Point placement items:
────────────────────

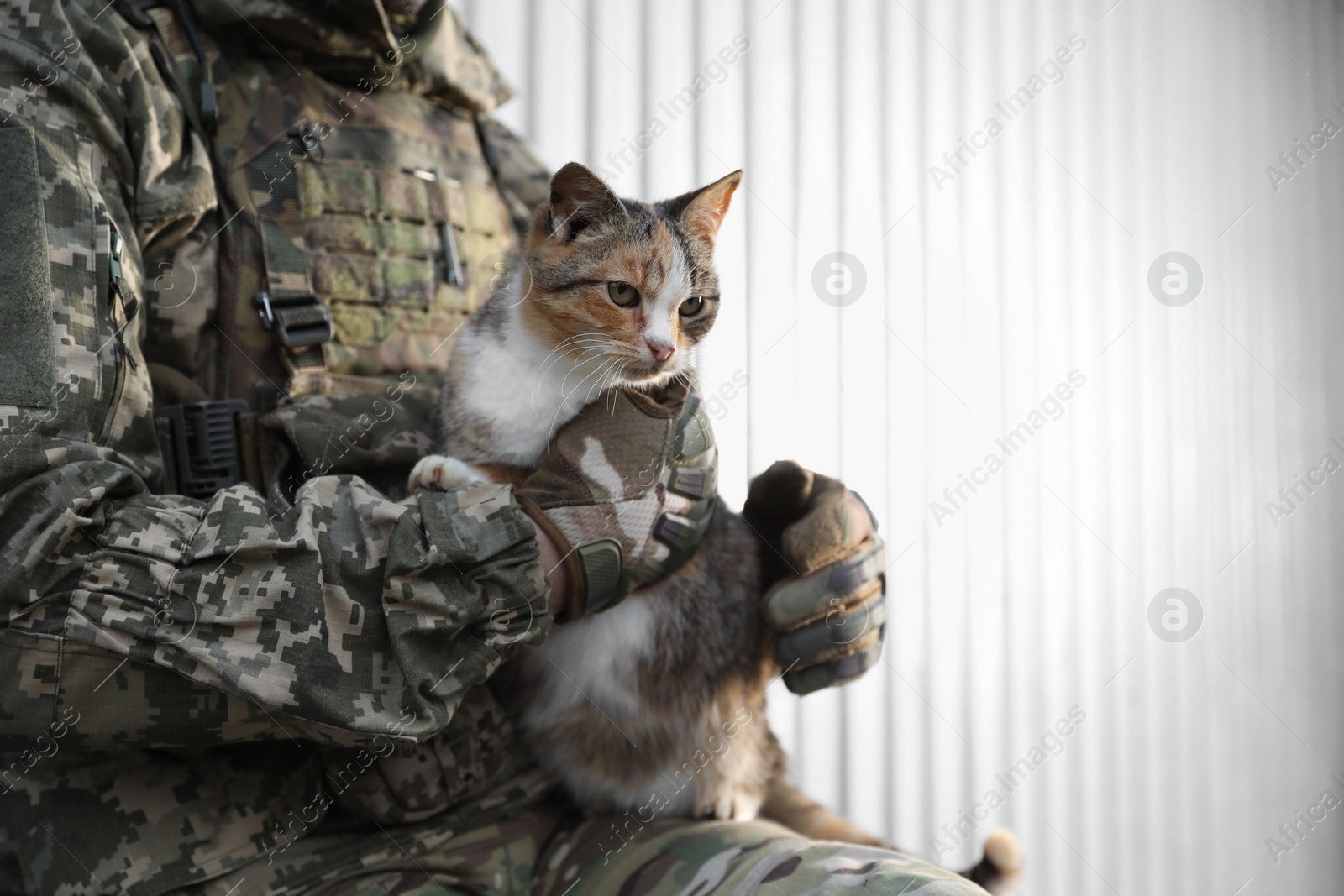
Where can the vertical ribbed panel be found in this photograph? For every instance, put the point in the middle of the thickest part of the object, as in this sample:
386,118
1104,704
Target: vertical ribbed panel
983,296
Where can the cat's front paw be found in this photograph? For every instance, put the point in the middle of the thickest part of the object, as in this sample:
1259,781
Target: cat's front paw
444,473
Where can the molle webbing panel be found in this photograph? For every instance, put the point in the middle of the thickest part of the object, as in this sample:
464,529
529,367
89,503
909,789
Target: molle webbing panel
275,191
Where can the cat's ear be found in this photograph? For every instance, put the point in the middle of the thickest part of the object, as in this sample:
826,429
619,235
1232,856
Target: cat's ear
701,211
578,201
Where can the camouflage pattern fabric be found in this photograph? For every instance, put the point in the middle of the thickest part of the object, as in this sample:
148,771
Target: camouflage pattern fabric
551,852
640,470
195,694
168,667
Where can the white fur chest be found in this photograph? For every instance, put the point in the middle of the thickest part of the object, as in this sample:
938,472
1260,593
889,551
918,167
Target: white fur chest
595,658
526,391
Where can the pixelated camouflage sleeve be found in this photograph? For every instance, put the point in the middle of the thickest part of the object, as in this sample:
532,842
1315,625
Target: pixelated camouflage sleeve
523,179
160,620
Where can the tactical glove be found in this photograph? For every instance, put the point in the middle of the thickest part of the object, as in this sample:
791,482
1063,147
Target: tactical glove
627,490
823,569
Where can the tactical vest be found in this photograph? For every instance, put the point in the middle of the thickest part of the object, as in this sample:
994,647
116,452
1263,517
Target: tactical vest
360,226
367,228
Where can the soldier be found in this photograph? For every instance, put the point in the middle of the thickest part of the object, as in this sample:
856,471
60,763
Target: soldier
237,239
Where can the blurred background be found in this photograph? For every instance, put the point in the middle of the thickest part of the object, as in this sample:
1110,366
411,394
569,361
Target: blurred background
1173,412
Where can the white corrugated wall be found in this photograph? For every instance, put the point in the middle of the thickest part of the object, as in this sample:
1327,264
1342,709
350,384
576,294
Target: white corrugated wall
984,291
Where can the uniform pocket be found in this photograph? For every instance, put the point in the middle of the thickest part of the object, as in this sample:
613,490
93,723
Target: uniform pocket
30,356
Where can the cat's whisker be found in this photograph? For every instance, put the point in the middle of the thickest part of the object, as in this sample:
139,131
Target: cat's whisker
575,342
564,399
554,355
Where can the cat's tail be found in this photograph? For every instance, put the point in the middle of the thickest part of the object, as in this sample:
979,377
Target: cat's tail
999,872
1000,869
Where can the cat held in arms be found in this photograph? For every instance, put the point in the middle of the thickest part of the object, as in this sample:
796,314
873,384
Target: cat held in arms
618,293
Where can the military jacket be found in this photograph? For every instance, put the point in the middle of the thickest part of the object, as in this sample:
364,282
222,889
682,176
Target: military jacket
186,685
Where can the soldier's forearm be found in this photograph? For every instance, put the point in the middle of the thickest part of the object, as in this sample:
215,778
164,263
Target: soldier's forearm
349,617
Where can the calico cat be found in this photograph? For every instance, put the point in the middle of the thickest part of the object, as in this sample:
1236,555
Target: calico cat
663,694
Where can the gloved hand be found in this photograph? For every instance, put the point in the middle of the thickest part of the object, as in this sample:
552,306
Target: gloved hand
823,571
627,490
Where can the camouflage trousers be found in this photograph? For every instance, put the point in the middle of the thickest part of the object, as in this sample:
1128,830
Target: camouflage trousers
550,851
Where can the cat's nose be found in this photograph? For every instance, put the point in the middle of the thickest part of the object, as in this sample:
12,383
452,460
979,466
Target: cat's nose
660,351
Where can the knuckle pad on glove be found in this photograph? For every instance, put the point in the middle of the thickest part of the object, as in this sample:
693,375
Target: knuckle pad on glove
830,531
837,672
842,631
799,600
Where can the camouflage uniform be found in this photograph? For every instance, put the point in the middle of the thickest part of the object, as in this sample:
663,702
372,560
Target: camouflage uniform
192,689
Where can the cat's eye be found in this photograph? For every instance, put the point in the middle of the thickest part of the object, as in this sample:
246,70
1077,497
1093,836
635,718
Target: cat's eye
691,307
622,295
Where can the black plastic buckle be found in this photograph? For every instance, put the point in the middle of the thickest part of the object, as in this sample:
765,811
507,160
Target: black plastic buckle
201,448
296,320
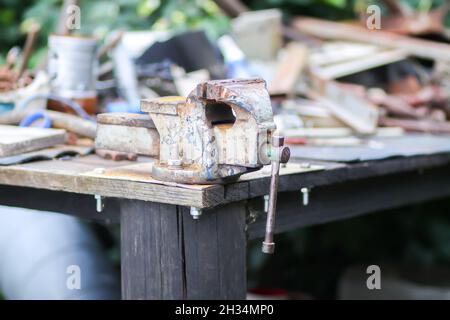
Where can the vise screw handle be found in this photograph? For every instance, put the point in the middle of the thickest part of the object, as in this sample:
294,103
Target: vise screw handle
280,154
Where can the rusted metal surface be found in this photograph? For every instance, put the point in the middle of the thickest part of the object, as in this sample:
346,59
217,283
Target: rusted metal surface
280,154
221,130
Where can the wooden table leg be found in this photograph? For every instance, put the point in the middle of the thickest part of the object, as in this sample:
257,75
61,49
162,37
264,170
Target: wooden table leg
168,255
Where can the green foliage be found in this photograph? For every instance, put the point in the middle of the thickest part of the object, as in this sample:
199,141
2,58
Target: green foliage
313,259
101,16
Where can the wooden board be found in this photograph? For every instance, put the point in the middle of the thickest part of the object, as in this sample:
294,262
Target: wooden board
76,176
16,140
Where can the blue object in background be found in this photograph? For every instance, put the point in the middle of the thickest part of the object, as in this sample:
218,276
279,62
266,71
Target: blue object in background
32,118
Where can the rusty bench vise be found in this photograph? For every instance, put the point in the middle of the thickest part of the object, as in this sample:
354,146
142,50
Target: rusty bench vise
223,129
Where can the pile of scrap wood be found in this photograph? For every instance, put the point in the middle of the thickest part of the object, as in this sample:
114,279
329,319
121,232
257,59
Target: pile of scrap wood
337,82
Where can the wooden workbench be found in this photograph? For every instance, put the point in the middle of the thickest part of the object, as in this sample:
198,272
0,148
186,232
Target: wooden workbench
168,255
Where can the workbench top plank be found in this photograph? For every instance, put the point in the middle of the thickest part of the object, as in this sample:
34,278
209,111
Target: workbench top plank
72,176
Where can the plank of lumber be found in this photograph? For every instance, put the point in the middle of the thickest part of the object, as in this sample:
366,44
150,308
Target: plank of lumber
350,199
364,63
69,176
289,69
16,140
127,132
341,31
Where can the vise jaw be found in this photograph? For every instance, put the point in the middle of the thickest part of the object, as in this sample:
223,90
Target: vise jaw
220,131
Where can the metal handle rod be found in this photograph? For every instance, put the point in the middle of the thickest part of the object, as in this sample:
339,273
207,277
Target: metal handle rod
268,244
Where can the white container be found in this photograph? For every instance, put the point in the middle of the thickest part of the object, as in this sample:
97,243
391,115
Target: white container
72,66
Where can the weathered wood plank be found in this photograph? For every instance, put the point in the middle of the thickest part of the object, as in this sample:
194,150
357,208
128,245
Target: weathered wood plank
353,198
16,140
70,176
168,255
82,206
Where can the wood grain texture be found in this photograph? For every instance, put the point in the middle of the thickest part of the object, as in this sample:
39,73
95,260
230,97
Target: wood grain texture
168,255
70,176
16,140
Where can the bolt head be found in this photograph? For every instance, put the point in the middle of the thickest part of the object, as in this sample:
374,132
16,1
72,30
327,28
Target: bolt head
268,247
277,141
285,154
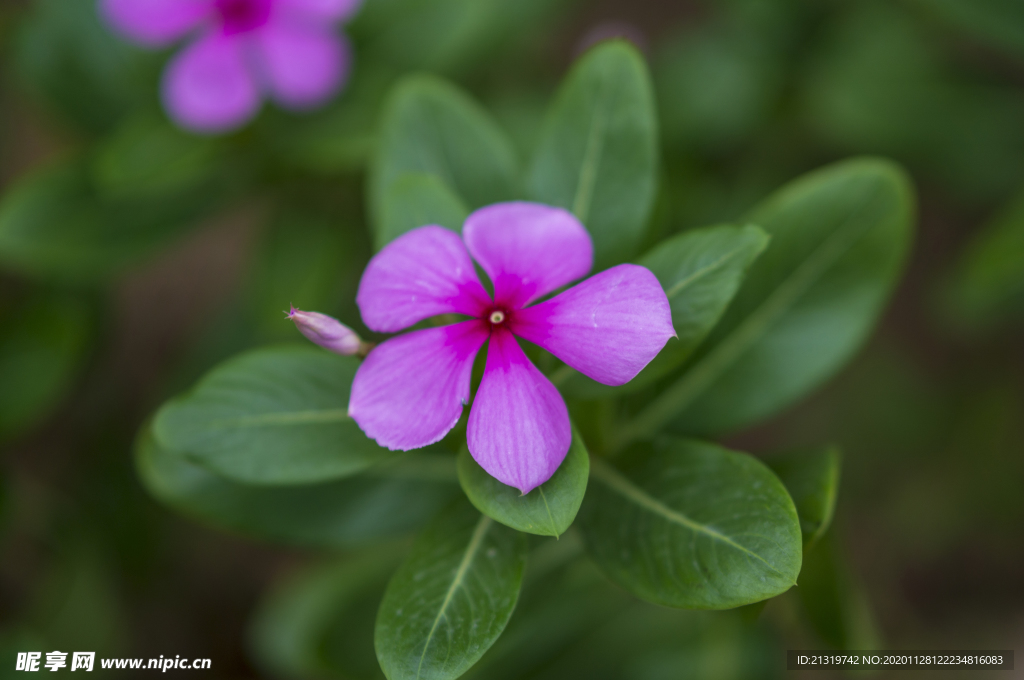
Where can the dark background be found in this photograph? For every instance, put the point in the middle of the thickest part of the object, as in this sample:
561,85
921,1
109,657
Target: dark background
930,415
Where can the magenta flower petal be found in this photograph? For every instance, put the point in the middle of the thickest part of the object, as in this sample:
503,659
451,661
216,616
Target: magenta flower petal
423,272
156,23
527,249
320,10
208,87
303,65
518,427
411,389
608,328
326,332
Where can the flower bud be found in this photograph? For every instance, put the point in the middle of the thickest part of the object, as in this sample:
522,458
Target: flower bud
326,332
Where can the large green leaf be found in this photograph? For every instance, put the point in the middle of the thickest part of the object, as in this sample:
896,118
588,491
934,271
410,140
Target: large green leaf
416,199
148,157
452,598
430,126
305,259
812,479
271,416
321,621
547,510
598,153
387,500
840,238
691,524
54,223
445,36
700,271
41,345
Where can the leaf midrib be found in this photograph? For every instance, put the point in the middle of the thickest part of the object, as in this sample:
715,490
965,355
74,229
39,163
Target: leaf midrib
691,384
591,160
283,418
617,482
563,373
474,546
678,287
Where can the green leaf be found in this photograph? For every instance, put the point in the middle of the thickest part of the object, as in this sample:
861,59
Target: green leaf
390,499
305,259
321,621
840,238
548,510
452,598
54,223
430,126
416,199
812,479
691,524
559,605
598,153
271,416
834,603
42,344
700,271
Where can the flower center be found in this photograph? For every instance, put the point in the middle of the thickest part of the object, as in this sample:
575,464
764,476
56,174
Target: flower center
242,15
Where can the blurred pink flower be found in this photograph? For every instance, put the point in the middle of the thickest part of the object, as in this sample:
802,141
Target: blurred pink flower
243,49
411,389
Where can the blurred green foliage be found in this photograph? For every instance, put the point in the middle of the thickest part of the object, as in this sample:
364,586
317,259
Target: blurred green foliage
748,95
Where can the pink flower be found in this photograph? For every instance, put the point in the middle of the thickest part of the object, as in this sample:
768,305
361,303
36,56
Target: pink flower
243,49
411,389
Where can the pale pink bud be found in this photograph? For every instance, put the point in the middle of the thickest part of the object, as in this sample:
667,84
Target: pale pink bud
326,332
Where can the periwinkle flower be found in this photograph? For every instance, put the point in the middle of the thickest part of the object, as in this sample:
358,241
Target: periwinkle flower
243,50
411,389
326,332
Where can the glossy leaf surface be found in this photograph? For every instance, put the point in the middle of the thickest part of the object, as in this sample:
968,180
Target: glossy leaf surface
547,510
452,598
840,238
693,525
271,416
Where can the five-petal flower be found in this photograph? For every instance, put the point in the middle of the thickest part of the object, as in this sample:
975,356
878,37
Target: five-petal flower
411,389
244,48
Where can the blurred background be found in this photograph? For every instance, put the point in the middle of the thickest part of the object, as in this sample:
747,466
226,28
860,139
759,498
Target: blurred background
134,256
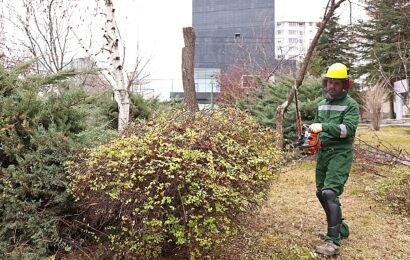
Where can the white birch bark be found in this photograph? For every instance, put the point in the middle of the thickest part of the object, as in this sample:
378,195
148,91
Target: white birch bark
112,46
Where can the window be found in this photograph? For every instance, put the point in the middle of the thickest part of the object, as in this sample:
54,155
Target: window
293,40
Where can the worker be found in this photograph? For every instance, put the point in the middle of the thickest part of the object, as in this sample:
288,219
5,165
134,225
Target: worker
336,121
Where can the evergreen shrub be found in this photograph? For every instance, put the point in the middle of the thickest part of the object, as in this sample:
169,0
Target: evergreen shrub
42,124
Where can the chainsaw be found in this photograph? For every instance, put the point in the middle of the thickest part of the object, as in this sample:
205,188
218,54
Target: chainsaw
306,138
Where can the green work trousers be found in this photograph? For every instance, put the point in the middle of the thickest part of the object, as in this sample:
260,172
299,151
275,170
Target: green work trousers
333,167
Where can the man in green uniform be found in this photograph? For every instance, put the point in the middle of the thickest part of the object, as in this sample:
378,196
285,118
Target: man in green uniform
336,121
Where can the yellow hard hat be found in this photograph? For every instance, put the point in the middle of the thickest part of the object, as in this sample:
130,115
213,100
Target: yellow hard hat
337,71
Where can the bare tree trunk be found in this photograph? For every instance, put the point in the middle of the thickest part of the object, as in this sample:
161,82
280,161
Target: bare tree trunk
120,88
373,102
332,5
188,56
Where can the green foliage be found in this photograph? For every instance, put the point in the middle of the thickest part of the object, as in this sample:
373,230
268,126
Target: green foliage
334,45
176,185
41,125
263,107
396,190
383,38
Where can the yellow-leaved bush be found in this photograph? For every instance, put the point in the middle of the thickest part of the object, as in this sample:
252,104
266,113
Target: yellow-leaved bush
176,184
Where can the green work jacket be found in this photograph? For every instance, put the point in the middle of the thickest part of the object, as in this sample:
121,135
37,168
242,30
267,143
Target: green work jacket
339,119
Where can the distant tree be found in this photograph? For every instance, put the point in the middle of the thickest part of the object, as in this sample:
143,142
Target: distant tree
188,57
332,5
42,33
263,103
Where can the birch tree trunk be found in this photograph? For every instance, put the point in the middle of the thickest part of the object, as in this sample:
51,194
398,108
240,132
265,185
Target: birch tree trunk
120,88
188,56
332,5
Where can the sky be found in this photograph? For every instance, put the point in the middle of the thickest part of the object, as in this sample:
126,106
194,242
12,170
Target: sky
157,27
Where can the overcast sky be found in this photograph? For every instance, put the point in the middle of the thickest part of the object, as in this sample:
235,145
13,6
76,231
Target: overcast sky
156,27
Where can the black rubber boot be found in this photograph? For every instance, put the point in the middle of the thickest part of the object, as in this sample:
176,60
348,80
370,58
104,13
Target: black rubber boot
334,214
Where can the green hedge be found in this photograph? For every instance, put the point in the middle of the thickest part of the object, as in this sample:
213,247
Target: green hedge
176,185
38,133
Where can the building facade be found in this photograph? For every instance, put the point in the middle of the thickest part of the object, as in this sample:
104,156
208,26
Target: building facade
292,39
228,32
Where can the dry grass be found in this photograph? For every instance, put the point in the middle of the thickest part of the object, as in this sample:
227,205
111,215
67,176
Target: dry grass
397,137
287,225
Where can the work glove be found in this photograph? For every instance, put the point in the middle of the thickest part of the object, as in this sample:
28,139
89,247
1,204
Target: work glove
315,128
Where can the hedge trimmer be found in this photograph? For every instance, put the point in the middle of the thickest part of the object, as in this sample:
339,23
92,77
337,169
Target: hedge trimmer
306,139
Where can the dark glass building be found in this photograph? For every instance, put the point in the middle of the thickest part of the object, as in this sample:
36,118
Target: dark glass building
233,32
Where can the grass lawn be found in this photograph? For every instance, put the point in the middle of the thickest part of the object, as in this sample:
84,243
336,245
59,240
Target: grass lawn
286,227
397,137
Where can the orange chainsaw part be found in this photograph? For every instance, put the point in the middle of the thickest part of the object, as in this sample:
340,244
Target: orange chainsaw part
314,143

────────────────────

WHAT YOU HAVE TO DO:
Revise the items from the line containing "Where can the grass" through the end of the items, replacing "photograph" with "image" and leaving everything else unchanged. Give only those lines.

TASK ANSWER:
Where can the grass lawn be found in this image? For every instance, put the point in the middle of the thickest part of the object, as in this sample:
84,243
336,245
59,240
Target: grass lawn
286,227
397,137
Where can the orange chainsaw part be found in this image? For every instance, put the point in the middle of the thickest part of the object, as in this sample:
340,244
Target: orange chainsaw part
314,143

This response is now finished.